__Work task__.
For the entries below, the result should be an exact transcription of the lines from the one with "of white dress" up to and including the one with "occurrence of man", and only those.

*** Extracted entries Section Begins ***

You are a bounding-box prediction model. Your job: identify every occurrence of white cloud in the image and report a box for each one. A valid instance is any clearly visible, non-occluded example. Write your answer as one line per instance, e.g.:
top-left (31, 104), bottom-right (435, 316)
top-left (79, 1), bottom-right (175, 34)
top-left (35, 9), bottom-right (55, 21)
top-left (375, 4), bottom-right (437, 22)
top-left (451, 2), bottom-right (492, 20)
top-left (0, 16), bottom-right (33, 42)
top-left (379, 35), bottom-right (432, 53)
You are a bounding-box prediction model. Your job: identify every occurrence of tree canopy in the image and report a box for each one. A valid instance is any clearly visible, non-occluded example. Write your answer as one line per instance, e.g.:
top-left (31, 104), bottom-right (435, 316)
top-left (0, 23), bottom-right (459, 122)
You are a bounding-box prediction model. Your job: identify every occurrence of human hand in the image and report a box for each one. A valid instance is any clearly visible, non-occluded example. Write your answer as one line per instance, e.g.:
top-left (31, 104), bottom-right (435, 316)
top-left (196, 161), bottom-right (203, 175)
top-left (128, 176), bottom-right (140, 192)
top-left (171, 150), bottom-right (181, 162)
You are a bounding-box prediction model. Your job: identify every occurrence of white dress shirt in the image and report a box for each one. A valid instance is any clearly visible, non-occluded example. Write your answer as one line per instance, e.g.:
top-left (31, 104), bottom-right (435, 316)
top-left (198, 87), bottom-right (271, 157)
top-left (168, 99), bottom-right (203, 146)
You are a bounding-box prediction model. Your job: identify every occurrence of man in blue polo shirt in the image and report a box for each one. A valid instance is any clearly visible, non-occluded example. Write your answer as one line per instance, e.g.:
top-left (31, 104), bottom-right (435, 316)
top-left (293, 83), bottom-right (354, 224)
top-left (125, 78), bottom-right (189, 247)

*** Extracted entries Section Ends ***

__Completed exercise__.
You are a bounding-box prediction model. Your job: identify every occurrence of white dress shirt in the image and report a box for each one. A valid instance is any clearly visible, non-occluded example. Write your answer as one line per instance, e.g.:
top-left (31, 104), bottom-right (435, 316)
top-left (198, 87), bottom-right (271, 157)
top-left (168, 99), bottom-right (203, 146)
You are a bounding-box prediction model. Your job: identify every occurrence of man in blue polo shirt in the image and report a box for each one. A valid instance is any clearly visible, non-occluded example. Write your answer as one line per instance, e.g.:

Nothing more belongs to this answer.